(EXERCISE TEXT Opens)

A Smirnoff ad from a 1968 magazine (via Adaholic).
This fall, we changed our policy around beer, for the first time allowing advertisements of its sale in the U.S. via AdWords. And starting today, in response to advertiser feedback we’ve received over the years, we’ll permit the advertisement of hard alcohol and liqueurs that target the U.S.
To comply with the updated hard alcohol and liqueurs policy, advertisers must promote the information about hard alcohol and liqueurs that their websites contain, such as recipes and brand messages. Ads that directly promote the sale of hard alcohol and liqueurs are still not permissible through our program. In contrast, advertisements for beer may directly promote its sale.
(The bit about “in response to advertiser feedback” is interesting. Duh... an advertiser wants to advertise their product?)
Google lists the following example of an ad allowed under their policy: “you might market to individuals searching for helpful and relevant alcohol-related information by promoting holiday cocktail ideas or the caloric content of popular spiked beverages.” Google’s AdWords alcohol policies state:
Ads are not permitted to directly promote the sale of hard alcohol and liqueur. This means that the sale of hard alcohol and liqueur cannot be promoted in ads or be the purpose of your site (occupying a significant portion of your site). However, ads for hard alcohol and liqueur with the sole purpose of branding may target the U.S. (...)
[P]lease ensure that your ad complies with our suggested alcohol advertising principles, which state that alcohol ads should:
• Always be directed to an adult audience, and never targeted to those under the age of majority in the country where the ad is shown.
• Not be placed or run in venues where more than 50% of the audience is below the age of majority (higher percentages apply in certain countries).
• Only show models and actors who are, and appear to be, over 25 years old.
• Not contain any curative or therapeutic claims except as permitted by law.
• Not contain claims or representations that individuals can attain social, professional, educational, romantic, sexual, or athletic success as a result of alcohol consumption.
• Only promote responsible drinking, and not promote excessive drinking or the intoxicating effects of alcohol consumption.
Earlier this year, Google started allowing gambling ads in the UK.

(EXERCISE TEXT Closes)

YOUR TASK
Write out the part of the text on Google's alcohol ad policy from "[P]lease ensure that" down to "25 years old.", word for word. The data that follows is separate from the text on Google's alcohol ad policy.

(DATA SHOWN Opens)

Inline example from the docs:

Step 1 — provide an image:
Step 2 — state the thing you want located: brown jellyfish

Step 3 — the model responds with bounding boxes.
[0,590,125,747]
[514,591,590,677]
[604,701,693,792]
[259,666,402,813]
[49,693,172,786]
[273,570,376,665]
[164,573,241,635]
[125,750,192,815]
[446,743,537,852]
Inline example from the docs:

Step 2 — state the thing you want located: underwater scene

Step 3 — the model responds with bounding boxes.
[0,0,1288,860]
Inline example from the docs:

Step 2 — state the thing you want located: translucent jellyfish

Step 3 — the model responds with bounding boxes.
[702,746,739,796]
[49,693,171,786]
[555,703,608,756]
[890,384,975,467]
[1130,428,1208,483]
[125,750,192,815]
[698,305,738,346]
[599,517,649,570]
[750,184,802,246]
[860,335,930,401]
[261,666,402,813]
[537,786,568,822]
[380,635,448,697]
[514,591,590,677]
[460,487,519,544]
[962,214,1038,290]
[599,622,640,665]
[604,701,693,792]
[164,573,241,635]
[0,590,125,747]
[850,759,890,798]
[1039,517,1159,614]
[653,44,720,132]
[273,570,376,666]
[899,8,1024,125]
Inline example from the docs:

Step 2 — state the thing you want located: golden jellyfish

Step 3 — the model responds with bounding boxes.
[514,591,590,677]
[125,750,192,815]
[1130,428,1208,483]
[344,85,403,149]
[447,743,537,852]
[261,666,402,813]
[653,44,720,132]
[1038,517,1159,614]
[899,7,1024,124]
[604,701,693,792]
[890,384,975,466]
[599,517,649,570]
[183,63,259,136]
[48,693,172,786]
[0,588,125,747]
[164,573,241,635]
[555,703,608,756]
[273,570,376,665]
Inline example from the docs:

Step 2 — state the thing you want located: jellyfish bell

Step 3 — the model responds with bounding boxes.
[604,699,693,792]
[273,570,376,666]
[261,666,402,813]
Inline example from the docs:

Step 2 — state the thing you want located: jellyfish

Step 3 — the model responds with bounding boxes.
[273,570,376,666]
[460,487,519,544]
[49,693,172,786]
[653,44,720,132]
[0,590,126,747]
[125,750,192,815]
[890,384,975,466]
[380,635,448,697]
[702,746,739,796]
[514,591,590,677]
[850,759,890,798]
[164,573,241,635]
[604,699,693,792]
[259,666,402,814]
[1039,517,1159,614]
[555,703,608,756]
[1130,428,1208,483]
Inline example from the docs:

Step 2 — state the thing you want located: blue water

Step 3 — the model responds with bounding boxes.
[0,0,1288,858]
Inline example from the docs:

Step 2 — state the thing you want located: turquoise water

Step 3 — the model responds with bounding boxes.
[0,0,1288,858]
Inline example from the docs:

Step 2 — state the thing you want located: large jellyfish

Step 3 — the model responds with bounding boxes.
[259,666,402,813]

(DATA SHOWN Closes)

YOUR SOLUTION
[P]lease ensure that your ad complies with our suggested alcohol advertising principles, which state that alcohol ads should:
• Always be directed to an adult audience, and never targeted to those under the age of majority in the country where the ad is shown.
• Not be placed or run in venues where more than 50% of the audience is below the age of majority (higher percentages apply in certain countries).
• Only show models and actors who are, and appear to be, over 25 years old.